◆ **Record excerpts**:
####################
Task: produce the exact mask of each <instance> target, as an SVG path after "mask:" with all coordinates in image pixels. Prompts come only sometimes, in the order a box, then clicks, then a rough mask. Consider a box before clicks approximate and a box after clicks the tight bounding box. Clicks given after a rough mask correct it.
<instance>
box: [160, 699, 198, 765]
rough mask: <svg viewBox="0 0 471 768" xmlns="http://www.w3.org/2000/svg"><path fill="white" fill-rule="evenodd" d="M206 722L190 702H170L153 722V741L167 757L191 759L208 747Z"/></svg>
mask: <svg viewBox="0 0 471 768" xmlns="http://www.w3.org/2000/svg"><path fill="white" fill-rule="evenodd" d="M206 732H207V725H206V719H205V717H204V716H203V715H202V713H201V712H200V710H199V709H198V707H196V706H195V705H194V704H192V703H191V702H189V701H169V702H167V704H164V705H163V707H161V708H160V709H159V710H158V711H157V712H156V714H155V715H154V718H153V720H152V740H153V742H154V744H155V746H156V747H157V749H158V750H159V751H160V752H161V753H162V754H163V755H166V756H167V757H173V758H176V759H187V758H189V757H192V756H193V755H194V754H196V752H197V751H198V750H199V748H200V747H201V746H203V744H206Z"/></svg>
####################
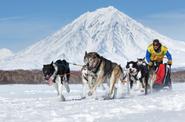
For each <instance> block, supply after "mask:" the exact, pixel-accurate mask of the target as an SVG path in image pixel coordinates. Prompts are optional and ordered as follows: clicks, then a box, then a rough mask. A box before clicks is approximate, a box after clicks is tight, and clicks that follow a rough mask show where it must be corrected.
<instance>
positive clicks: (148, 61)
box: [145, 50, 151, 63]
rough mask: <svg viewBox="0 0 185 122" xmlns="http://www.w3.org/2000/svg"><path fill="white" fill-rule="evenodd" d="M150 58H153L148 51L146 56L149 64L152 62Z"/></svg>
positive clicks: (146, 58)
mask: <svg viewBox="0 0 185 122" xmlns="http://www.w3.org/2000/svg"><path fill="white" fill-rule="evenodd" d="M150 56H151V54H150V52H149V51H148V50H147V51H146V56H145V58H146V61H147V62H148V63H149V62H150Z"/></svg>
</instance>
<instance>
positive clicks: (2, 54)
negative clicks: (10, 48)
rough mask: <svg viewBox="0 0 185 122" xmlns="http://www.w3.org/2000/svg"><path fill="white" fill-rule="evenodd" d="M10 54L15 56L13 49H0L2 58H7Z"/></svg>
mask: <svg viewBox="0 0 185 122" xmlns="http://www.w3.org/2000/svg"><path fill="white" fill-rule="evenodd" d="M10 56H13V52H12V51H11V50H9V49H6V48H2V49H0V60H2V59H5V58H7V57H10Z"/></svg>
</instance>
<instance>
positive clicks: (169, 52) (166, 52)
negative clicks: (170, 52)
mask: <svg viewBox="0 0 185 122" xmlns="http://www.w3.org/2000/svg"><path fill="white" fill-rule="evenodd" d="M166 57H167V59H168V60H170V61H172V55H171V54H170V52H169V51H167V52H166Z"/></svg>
####################
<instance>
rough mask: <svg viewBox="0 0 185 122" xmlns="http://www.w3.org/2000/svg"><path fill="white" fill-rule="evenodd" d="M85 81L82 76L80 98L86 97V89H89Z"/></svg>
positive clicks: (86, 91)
####################
◆ **Task item**: From the three blocks above, extract every line that contains the string "negative", treating uppercase and lowercase as different.

◆ **Solution for this problem**:
negative clicks: (10, 48)
negative clicks: (170, 52)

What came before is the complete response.